ACTIVITY: Pull out each line of the records holding the string "plant".

DATA TO PROCESS:
::::

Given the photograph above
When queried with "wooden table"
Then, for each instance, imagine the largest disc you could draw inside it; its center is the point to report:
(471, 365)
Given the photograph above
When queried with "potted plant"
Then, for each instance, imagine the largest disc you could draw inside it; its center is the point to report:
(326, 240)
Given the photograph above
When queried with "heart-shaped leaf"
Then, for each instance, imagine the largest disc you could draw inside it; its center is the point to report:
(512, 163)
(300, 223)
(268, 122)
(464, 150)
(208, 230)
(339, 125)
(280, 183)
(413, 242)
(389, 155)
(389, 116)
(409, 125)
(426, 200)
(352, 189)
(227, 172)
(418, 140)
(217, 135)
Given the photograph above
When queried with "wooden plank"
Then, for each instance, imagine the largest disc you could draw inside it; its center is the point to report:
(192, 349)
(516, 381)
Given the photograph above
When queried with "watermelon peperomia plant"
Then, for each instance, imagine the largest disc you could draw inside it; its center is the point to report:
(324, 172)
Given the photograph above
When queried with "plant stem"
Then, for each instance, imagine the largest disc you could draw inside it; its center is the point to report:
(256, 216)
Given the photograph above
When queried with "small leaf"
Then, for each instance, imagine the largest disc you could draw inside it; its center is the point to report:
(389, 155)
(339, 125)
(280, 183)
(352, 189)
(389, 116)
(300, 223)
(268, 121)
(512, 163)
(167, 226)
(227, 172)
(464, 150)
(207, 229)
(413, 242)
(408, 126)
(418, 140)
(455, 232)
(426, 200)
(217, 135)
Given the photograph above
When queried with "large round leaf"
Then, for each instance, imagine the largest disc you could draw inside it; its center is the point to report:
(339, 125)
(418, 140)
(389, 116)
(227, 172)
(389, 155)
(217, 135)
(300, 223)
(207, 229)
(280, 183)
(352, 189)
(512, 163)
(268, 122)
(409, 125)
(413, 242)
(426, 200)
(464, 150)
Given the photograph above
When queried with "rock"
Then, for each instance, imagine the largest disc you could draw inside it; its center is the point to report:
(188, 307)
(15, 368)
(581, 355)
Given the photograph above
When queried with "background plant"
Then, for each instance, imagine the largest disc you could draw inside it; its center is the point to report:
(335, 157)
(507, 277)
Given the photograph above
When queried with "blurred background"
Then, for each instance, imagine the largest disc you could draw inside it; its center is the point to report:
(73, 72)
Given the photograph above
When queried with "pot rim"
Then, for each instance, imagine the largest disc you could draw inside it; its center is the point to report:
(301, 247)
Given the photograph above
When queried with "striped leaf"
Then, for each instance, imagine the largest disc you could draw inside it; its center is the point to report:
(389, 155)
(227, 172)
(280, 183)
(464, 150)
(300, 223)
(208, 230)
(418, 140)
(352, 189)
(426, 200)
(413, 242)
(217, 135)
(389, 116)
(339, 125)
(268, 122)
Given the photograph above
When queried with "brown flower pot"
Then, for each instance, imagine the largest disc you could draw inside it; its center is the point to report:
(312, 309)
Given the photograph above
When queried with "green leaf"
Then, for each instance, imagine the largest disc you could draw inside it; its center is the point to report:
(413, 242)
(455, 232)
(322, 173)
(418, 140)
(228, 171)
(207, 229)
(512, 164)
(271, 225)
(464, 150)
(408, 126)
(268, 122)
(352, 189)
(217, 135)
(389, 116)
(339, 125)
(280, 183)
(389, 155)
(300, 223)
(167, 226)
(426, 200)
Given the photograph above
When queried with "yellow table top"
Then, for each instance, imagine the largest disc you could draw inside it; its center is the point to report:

::::

RESPONSE TO THE EXERCISE:
When queried with "potted plant"
When queried with "watermelon peperomia plant"
When queried with "plant stem"
When queried with "background plant"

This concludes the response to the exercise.